=== DATASET EXCERPTS ===

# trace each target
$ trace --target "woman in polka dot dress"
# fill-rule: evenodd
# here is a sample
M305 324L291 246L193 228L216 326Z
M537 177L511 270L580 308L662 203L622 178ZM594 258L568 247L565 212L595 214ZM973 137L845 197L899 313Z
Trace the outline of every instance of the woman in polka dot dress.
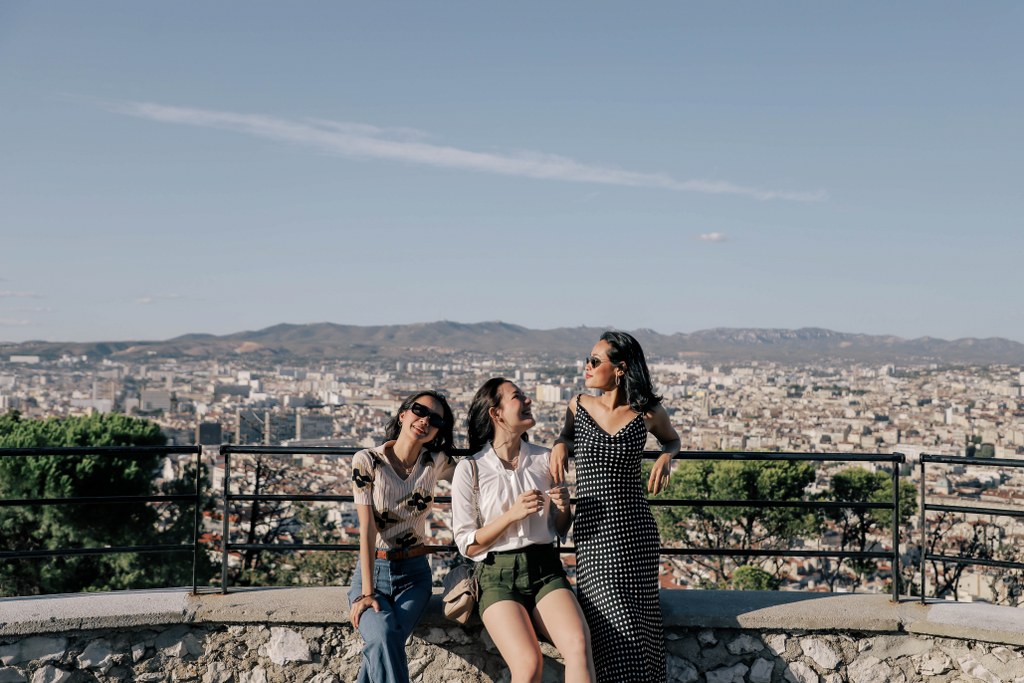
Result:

===
=== DATASET EXCERPTS ===

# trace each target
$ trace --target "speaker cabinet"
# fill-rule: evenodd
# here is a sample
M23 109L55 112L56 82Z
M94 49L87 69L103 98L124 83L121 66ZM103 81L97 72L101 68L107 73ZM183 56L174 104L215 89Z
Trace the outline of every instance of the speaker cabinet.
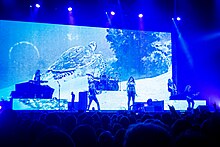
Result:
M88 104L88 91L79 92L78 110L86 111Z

===
=== DATASET EXCERPTS ===

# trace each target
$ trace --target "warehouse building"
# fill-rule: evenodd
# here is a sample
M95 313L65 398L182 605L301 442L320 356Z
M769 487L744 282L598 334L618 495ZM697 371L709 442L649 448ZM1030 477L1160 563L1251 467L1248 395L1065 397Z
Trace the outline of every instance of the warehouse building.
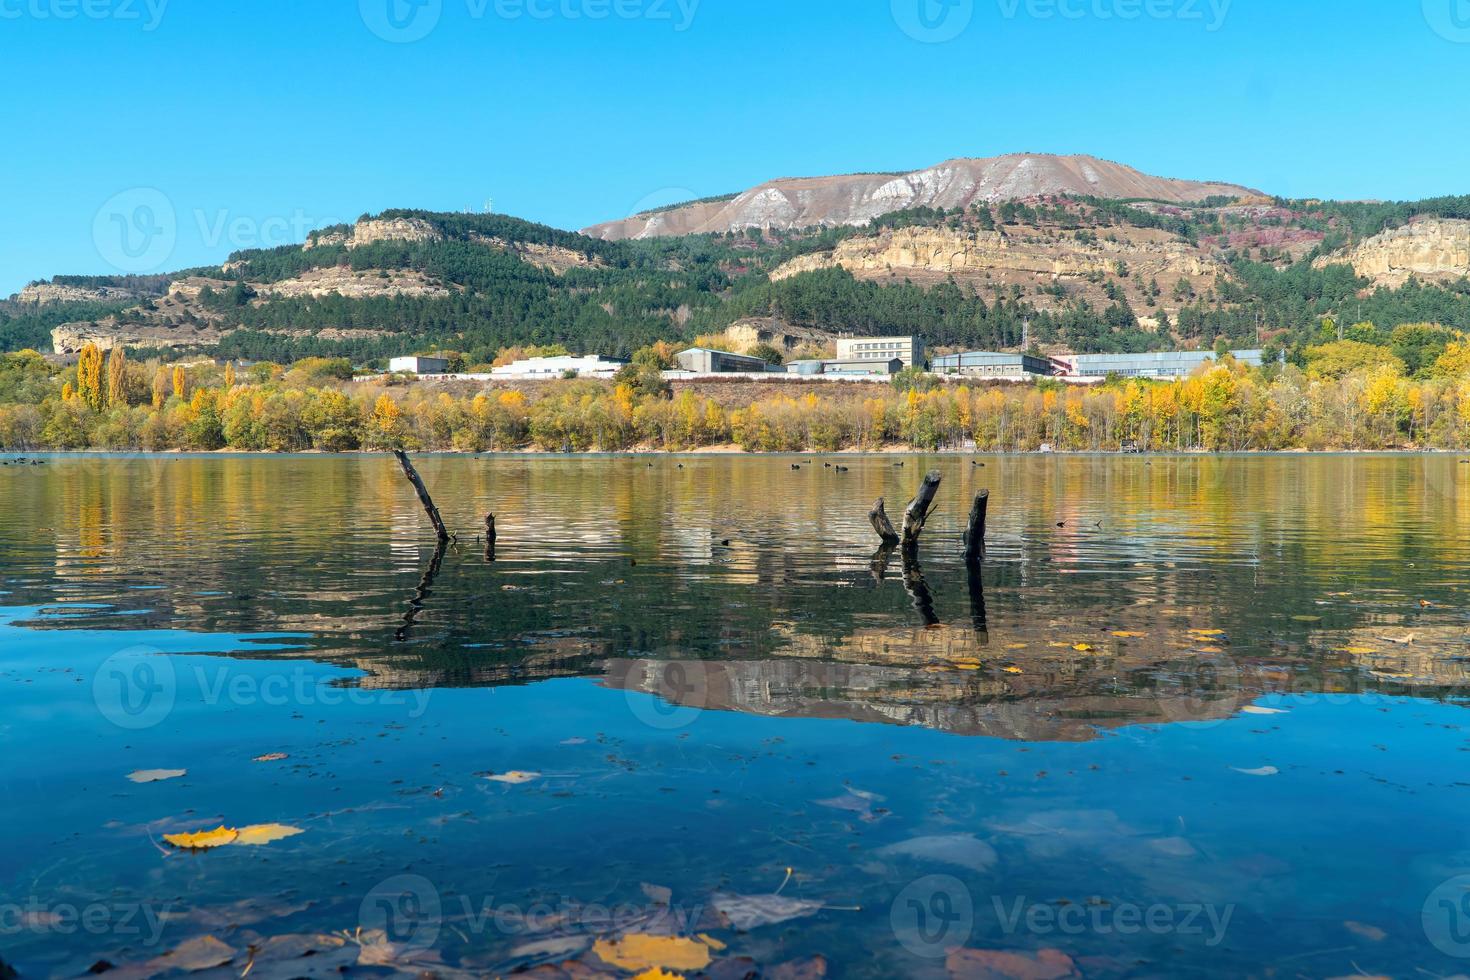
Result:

===

■ **WHAT IS BEING ASKED**
From the entries above, work out the number of lines containing the string "polka" and give that number by itself.

■ **REPLY**
2